■ **TASK GOAL**
Convert all of the entries below into a numbered list, omitting blank lines and leaving out the pictures.

■ **EXERCISE MATERIAL**
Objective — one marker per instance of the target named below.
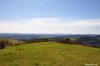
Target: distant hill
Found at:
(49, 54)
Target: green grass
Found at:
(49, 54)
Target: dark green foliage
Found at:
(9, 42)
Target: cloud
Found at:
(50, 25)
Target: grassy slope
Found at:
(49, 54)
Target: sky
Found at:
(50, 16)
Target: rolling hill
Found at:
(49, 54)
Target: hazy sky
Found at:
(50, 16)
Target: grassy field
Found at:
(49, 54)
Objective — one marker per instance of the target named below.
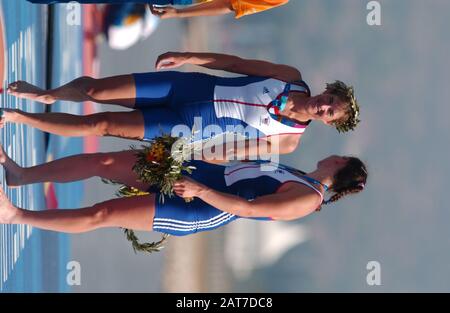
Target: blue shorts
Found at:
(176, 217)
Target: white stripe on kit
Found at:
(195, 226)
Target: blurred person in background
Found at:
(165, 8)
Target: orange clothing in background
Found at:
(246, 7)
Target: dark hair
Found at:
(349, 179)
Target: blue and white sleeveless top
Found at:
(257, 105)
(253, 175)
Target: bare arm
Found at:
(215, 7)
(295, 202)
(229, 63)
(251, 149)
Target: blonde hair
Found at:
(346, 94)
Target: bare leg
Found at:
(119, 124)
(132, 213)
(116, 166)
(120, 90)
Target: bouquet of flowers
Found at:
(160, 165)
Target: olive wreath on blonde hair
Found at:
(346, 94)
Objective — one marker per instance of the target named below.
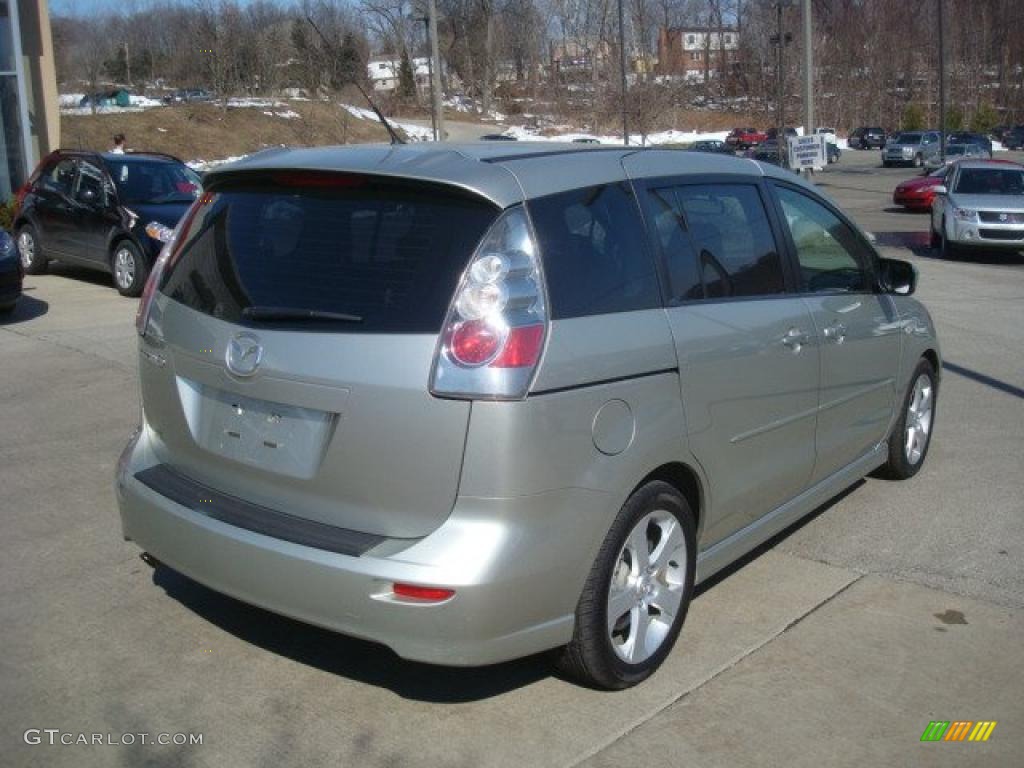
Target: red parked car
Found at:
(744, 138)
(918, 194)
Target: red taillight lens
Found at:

■ **EXERCISE RESPONSE**
1. Objective — one marker per instance of the target named below.
2. Target: distant hill
3. Found at:
4. (49, 54)
5. Target: green grass
6. Found at:
7. (49, 54)
8. Target: dark green foliage
9. Found at:
10. (9, 42)
11. Target: cloud
12. Found at:
13. (50, 25)
14. Target: grassy slope
15. Found at:
16. (49, 54)
17. Target: sky
18. Found at:
19. (50, 16)
20. Target: rolling hill
21. Found at:
22. (49, 54)
23. Target: hazy sky
24. Found at:
25. (50, 16)
26. Target: grassy field
27. Found at:
28. (49, 54)
29. Objective — one marker per instance of the target named below.
30. Target: blue shorts
31. Found at:
32. (176, 217)
33. Target: white stripe on kit
34. Found at:
35. (195, 226)
36. Target: blurred person in background
37. Found at:
38. (165, 8)
39. Target: orange clothing in background
40. Found at:
41. (246, 7)
42. Target: dark hair
43. Found at:
44. (349, 179)
45. Target: blue and white sleeveless top
46. Found at:
47. (257, 105)
48. (253, 175)
49. Target: bare arm
50. Found at:
51. (215, 7)
52. (295, 202)
53. (229, 63)
54. (251, 149)
55. Target: blonde hair
56. Found at:
57. (346, 94)
58. Target: bare leg
59. Found at:
60. (119, 124)
61. (132, 213)
62. (116, 166)
63. (120, 90)
64. Target: bouquet of flowers
65. Found at:
66. (160, 165)
67. Target: olive wreath on blonde hair
68. Found at:
69. (346, 94)
70. Objective — one marker per instance of the target named below.
71. Target: red parked car
72. Found at:
73. (744, 138)
74. (918, 194)
75. Target: red taillight lens
76. Found at:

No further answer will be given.